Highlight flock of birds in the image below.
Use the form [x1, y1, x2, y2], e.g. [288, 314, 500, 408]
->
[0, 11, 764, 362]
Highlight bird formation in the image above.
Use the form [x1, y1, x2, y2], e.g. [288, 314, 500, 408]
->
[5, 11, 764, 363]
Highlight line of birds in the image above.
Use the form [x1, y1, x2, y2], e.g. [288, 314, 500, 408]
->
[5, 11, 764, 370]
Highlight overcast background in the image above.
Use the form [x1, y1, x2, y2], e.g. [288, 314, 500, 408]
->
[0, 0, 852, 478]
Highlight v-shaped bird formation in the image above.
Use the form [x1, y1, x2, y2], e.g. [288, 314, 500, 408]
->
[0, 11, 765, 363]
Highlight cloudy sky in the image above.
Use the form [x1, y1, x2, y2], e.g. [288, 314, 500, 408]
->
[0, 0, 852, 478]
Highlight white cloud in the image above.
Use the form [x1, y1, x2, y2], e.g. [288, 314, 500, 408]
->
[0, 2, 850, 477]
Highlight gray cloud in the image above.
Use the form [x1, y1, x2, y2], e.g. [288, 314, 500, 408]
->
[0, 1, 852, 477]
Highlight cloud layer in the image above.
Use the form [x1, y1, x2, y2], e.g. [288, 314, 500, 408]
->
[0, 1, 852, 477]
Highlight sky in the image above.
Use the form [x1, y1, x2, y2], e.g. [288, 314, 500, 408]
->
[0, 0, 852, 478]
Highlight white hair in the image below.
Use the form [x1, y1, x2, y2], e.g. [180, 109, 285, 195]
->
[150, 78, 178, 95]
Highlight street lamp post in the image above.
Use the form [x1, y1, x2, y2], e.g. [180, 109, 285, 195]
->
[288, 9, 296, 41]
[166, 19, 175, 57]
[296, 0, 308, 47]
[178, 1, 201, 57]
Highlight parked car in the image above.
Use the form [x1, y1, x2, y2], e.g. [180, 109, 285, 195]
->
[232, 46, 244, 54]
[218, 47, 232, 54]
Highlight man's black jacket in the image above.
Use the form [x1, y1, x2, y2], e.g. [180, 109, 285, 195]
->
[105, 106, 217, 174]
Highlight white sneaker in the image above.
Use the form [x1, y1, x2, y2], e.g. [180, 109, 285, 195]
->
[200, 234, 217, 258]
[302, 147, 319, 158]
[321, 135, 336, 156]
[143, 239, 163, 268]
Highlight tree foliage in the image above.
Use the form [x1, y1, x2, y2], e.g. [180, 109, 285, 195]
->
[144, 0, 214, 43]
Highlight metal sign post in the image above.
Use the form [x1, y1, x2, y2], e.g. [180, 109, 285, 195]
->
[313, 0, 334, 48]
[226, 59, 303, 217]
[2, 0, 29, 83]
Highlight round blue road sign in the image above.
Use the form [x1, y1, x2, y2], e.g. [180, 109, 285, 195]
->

Goal =
Can you retype the material above exactly, starting at the line that contains "Highlight white hair in the image below." and stopping after the line that contains "[105, 106, 217, 174]"?

Finished exercise =
Highlight white hair in the image below.
Use the form [x1, y1, x2, y2], e.g. [180, 109, 285, 195]
->
[150, 78, 178, 95]
Highlight street lamp post in the image above.
Use the form [x1, y1, x2, y2], e.g. [180, 109, 285, 195]
->
[288, 9, 296, 41]
[166, 19, 175, 57]
[296, 0, 308, 47]
[178, 1, 201, 57]
Highlight parked car in the image above.
Use the form [x1, y1, x2, y2], e.g. [180, 109, 285, 195]
->
[232, 46, 244, 54]
[218, 47, 232, 54]
Highlight man's black jacket in the image above.
Use the form [x1, y1, x2, y2], e.g. [180, 109, 285, 195]
->
[105, 106, 217, 174]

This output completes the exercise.